-- DATA FOR THIS EXERCISE follows --

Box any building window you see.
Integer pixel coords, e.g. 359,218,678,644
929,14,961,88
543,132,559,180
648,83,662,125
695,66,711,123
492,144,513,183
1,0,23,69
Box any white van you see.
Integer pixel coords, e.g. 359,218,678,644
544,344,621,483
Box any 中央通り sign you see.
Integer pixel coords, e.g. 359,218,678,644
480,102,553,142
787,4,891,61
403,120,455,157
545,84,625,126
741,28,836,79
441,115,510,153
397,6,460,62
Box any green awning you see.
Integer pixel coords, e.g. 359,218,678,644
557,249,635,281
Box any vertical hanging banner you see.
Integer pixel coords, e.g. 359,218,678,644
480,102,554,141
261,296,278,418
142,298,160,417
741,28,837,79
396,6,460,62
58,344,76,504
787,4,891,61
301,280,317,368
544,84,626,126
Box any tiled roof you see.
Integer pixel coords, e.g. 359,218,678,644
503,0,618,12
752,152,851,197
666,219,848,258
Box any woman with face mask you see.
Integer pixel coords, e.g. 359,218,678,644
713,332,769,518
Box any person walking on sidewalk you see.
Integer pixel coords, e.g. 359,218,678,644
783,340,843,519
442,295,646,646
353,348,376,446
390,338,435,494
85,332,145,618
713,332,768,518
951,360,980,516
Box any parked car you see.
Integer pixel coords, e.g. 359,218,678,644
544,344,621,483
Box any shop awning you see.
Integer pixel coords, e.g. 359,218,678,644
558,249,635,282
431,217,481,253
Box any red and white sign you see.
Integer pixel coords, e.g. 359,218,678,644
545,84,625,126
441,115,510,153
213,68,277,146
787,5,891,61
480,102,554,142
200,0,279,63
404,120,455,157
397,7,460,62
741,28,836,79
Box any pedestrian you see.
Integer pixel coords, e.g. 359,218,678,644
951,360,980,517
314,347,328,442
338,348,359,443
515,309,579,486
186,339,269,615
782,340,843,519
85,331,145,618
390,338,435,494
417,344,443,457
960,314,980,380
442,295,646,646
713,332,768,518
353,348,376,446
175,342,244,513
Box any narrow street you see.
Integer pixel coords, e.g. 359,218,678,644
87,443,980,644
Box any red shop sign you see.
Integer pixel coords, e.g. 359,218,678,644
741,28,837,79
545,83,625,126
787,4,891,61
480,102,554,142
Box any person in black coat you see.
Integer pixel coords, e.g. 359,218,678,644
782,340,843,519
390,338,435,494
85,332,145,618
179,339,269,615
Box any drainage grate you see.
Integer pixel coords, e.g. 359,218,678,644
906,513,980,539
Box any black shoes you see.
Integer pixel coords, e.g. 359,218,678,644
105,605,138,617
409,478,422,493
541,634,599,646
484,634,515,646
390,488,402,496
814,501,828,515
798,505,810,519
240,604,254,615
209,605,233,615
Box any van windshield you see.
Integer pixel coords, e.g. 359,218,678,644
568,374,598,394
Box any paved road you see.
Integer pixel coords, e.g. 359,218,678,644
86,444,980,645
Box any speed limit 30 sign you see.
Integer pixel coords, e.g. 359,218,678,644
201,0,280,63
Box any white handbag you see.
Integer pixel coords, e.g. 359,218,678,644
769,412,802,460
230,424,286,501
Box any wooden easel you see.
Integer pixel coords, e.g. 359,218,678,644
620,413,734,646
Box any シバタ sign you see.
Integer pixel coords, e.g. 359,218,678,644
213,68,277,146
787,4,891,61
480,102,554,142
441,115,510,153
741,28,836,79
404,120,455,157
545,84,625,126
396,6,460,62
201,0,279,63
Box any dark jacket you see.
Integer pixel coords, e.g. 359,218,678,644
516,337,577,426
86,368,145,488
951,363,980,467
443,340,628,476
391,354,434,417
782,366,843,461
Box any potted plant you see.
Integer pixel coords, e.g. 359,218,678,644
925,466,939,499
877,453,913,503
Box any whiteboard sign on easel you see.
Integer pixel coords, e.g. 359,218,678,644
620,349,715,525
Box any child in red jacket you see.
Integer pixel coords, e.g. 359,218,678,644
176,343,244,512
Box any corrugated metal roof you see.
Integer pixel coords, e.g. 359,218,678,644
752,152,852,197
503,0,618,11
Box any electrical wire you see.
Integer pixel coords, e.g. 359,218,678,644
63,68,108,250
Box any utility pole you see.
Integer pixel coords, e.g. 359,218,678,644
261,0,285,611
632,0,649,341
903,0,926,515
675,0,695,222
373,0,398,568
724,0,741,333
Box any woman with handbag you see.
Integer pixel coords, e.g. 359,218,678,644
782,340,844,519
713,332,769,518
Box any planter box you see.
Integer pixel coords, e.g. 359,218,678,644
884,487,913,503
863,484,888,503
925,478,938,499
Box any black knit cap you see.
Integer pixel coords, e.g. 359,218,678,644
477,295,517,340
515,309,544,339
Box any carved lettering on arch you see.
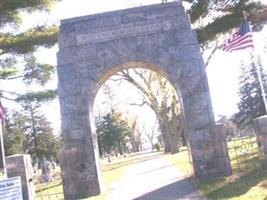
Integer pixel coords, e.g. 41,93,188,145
76,20,174,45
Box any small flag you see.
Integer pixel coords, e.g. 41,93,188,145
223,19,254,52
0,101,4,123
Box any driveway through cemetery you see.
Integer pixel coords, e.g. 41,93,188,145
105,153,206,200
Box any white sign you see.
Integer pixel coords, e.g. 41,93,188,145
0,177,23,200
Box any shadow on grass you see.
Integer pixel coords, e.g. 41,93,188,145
196,167,267,199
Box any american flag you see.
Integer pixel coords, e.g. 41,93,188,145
223,19,254,52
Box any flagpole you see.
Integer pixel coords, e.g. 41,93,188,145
0,84,7,179
0,121,7,179
242,11,267,113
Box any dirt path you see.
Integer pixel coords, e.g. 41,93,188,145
105,153,206,200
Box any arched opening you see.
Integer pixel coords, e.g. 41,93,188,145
91,62,192,199
92,61,186,151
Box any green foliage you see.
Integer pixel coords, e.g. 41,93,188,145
95,111,131,156
0,26,59,55
26,123,62,161
186,0,266,44
0,109,62,165
0,0,61,26
154,143,161,151
4,109,61,159
0,66,17,79
23,55,54,85
234,57,267,127
0,1,59,104
189,0,209,23
2,111,27,156
16,90,57,106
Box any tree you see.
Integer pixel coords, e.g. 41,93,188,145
187,0,267,44
15,89,58,159
143,121,158,150
126,116,142,153
0,108,61,166
0,111,27,167
234,56,267,127
115,69,184,154
0,0,59,87
95,111,131,158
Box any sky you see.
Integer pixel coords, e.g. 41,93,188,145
3,0,267,134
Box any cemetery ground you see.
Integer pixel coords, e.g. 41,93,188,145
29,136,267,200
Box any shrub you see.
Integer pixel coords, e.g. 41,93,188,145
154,143,161,151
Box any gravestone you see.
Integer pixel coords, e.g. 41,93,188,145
57,2,232,199
254,115,267,160
6,154,35,200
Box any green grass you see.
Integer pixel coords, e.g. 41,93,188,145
163,146,193,175
195,136,267,200
6,140,267,200
34,151,163,200
162,142,267,200
228,136,264,173
195,167,267,200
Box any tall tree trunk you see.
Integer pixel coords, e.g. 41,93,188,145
29,103,38,159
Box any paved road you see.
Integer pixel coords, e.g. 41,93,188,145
105,154,206,200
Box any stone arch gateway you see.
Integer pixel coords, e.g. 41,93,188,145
57,2,232,199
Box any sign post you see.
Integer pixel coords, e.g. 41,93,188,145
0,123,7,179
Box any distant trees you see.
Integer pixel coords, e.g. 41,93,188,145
115,69,185,154
234,56,267,127
127,117,142,153
0,1,60,166
95,111,131,158
0,109,61,166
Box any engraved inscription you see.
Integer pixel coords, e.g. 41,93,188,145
76,20,174,45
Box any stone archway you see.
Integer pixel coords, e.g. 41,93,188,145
57,2,232,199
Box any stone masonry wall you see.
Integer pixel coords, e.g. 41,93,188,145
57,2,232,199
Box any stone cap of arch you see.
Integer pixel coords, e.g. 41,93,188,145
58,1,191,48
60,1,183,25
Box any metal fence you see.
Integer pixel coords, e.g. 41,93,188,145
34,163,64,200
227,135,265,173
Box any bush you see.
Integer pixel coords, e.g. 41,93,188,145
154,143,161,151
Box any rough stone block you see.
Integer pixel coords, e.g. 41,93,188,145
254,115,267,135
6,154,35,200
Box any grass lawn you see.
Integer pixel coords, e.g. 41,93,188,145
195,167,267,200
8,142,267,200
162,142,267,200
163,146,193,175
195,136,267,200
35,151,164,200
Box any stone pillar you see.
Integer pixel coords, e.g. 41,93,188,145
182,85,232,179
213,124,232,175
188,123,232,179
58,99,103,200
6,154,35,200
254,115,267,160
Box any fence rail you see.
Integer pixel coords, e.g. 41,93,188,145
34,165,64,200
227,135,265,173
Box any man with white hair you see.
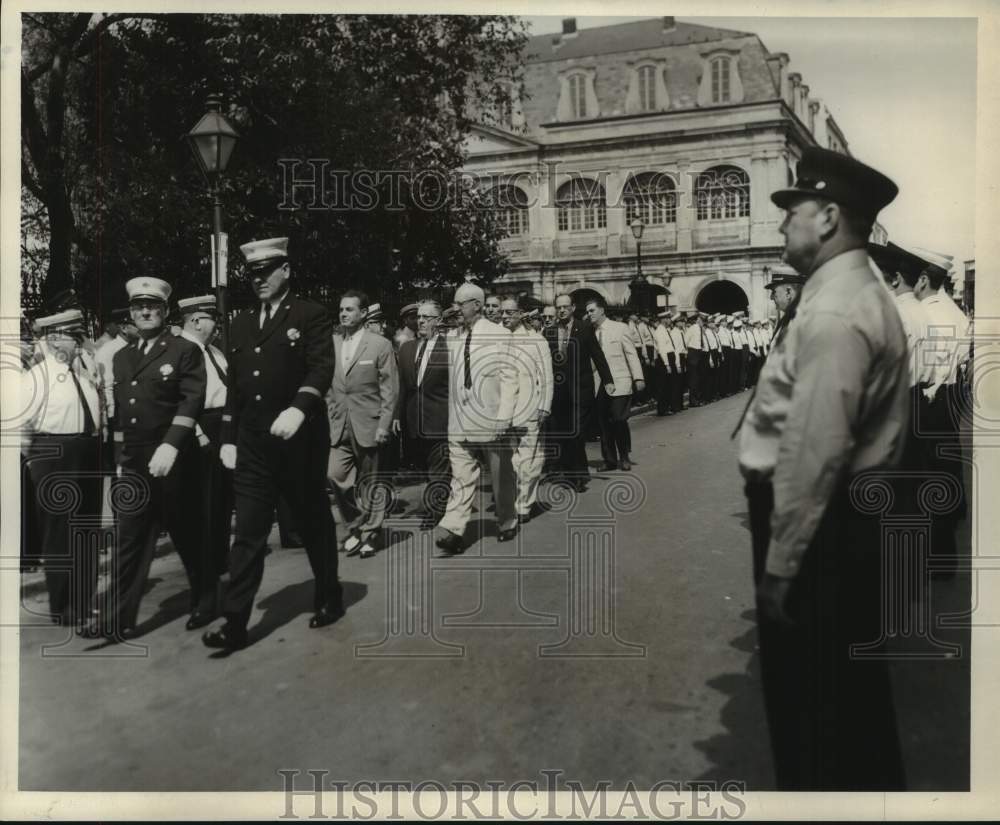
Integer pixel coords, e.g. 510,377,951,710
436,283,520,554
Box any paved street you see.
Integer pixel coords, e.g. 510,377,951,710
18,390,970,792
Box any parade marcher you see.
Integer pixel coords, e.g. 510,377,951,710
745,318,761,387
82,279,206,640
176,295,233,630
704,315,722,402
718,316,735,396
393,300,451,528
364,302,387,338
328,290,399,559
738,147,908,790
682,312,707,406
652,310,676,416
483,293,502,324
636,313,656,404
21,309,103,628
435,283,519,554
543,293,613,492
913,248,970,560
586,297,644,471
501,299,554,523
731,316,748,390
665,313,687,413
203,238,343,651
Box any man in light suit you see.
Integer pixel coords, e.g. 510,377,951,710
501,299,554,524
393,300,451,529
585,298,644,471
436,283,519,555
328,290,398,559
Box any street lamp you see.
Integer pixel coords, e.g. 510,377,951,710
630,218,645,281
627,217,656,314
186,94,240,350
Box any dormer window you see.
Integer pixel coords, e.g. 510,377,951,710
625,61,669,115
569,74,587,119
711,57,731,103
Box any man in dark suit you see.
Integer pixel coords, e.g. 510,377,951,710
203,237,342,651
543,293,612,492
393,300,451,529
82,278,206,640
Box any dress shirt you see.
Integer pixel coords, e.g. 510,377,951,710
341,327,364,369
667,326,687,355
718,327,734,347
921,290,971,394
652,324,675,363
892,292,935,388
738,248,909,579
21,347,101,435
705,328,720,351
94,334,128,417
683,323,705,351
180,331,228,409
258,290,288,329
416,333,439,386
557,318,575,354
636,322,655,349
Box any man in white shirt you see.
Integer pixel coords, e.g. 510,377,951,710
652,311,676,416
665,313,687,413
21,309,103,628
177,294,233,629
501,300,554,523
682,313,708,406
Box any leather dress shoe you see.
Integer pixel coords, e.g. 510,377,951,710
435,530,464,556
342,531,363,557
79,621,137,641
601,462,618,472
202,625,248,650
517,512,531,525
309,604,345,629
620,459,632,471
358,541,376,559
497,525,519,543
186,611,215,631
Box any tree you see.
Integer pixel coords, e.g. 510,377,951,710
20,13,529,316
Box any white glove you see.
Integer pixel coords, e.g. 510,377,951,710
220,444,237,470
148,443,179,478
270,407,305,440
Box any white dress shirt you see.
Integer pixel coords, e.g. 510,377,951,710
652,323,675,364
892,292,934,388
22,347,101,435
94,334,128,418
180,330,228,409
920,290,971,395
683,323,705,351
258,290,289,329
341,327,364,369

-- DATA FOR THIS EXERCISE concluded --

Wherever a line of the data holds "easel", copy that line.

Box any wooden easel you see.
Box any whiteboard sign on easel you see.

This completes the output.